PADRE GIANCARLO MANZONI,
UNA TESTIMONIANZA FECONDA

Sabato 31 gennaio Padre Giancarlo è stato improvvisamente chiamato alla casa del Padre. Don Marco Cagol, nostro giovane parrocchiano e ora prete, lo ricorda così.

 

Ho conosciuto padre Giancarlo Manzoni (nella foto) nella parrocchia di San Camillo come vicario parrocchiale quando avevo quindici anni. Ricordo che arrivò con grande discrezione: era una persona mite e buona, e si adoperò subito per inserirsi nelle attività della parrocchia e per coinvolgere nuove leve da coltivare. Io fui una di queste; fu merito suo se iniziai ad appassionarmi della vita della comunità parrocchiale, delle attività, e se iniziai a gustare il mettersi a servizio degli altri, in particolare dei più piccoli. Padre Giancarlo si prese veramente cura di noi giovani, come un padre molto umano, e anche come un fratello maggiore nel cammino di fede. Ci insegnò il gusto della preghiera; insieme (fu con lui che per la prima volta imparai cosa fosse la liturgia delle ore; ricordo come al sabato pomeriggio, finite le attività con i ragazzi, ci invitava in cappellina a pregare i vespri).

Voleva bene alle persone, e sapeva condividere la semplicità dell'amicizia, divenendo spesso di casa nelle nostre famiglie.

 

 

La sua testimonianza di prete contento e paterno fu senza dubbio per me seme di vocazione sacerdotale; anche perché con molta umanità e rispetto ebbe il coraggio di farmi esplicitamente la domanda “vocazionale", segno che amava il proprio essere prete. Pur provenendo da realtà extradiocesane, volle subito rendersi partecipe della vita della diocesi, indirizzando anche noi giovani alle attività diocesane. Nello stesso spirito accettò e gioì profondamente quando, dopo qualche anno, non intrapresi la vocazione camilliana, ma entrai nel seminario diocesano.

▶ [ELENCO FORNITO]
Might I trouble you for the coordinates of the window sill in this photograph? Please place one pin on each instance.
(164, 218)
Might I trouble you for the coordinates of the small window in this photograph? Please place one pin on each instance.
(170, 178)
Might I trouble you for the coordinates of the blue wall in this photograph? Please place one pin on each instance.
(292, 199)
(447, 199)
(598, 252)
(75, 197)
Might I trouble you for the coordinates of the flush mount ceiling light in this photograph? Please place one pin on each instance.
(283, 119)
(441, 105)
==
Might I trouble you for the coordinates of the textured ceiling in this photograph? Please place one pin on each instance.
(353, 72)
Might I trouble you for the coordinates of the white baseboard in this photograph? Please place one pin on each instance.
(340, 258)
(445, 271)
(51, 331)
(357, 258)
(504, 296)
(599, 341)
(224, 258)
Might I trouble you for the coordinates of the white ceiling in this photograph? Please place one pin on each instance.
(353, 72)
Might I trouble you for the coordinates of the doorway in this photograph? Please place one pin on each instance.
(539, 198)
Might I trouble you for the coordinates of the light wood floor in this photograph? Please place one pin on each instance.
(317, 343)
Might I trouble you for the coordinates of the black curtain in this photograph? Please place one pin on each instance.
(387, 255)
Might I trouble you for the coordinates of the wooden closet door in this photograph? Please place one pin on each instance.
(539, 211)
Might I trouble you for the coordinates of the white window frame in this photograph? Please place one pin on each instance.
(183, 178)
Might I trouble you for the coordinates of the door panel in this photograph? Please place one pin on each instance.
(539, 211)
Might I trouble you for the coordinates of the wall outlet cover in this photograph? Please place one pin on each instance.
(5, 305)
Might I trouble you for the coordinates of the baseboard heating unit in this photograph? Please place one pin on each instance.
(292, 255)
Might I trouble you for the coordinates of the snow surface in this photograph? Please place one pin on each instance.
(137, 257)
--
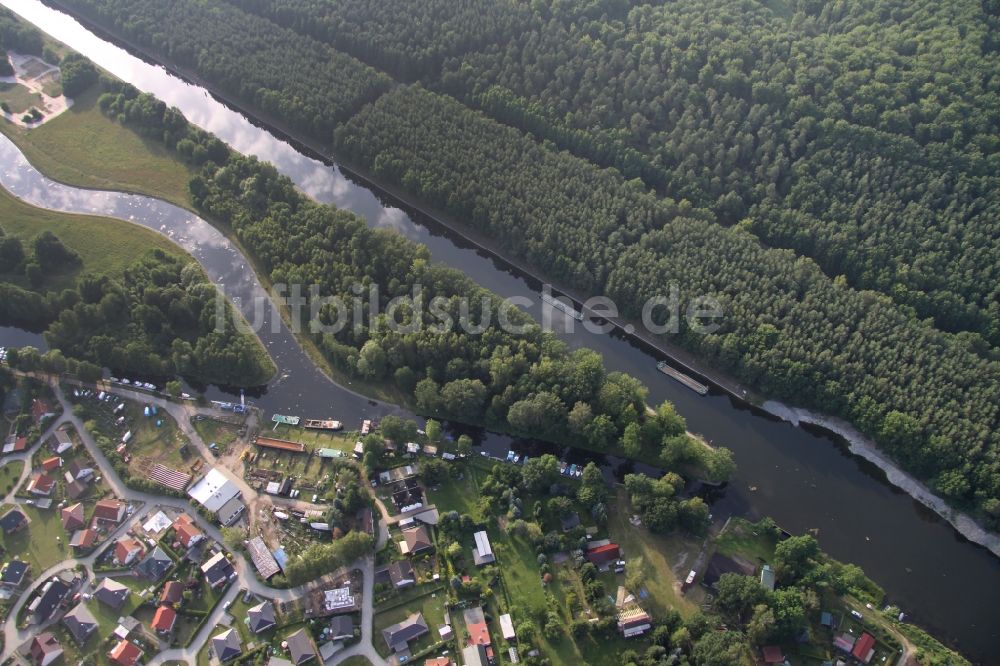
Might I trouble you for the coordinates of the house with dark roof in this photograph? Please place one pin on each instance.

▶ [COMPITI DA SVOLGERE]
**a)** Ricopia dal ricordo di padre Giancarlo Manzoni il passo compreso tra "Sabato 31 gennaio" e "lo ricorda così.", estremi inclusi.
**b)** Prosegui il ricordo di padre Giancarlo Manzoni dal punto in cui il testo si ferma.
Per svolgere i compiti l'elenco non serve.

▶ [RISPOSTE ATTESE]
**a)**
Sabato 31 gennaio Padre Giancarlo è stato improvvisamente chiamato alla casa del Padre. Don Marco Cagol, nostro giovane parrocchiano e ora prete, lo ricorda così.

**b)**
La sua testimonianza feconda continuò quando fu trasferito all'ospedale civile come cappellano. Accanto all'esercizio del ministero nelle corsie dell'ospedale, si impegnò sempre, in varie forme, per stimolare tutta la chiesa locale alla cura pastorale degli ammalati: diceva sempre che dei malati non si devono prendere cura solo i cappellani d'ospedale, o pochi operatori pastorali specializzati, ma tutta la comunità cristiana deve saper essere sollecita verso i malati, che ormai sempre meno passano lunghi periodi negli ospedali, e invece più spesso sono assistiti nelle loro case. È stato sicuramente uno stimolo forte alla nostra chiesa (e a me come prete diocesano) per tenere viva questa dimensione.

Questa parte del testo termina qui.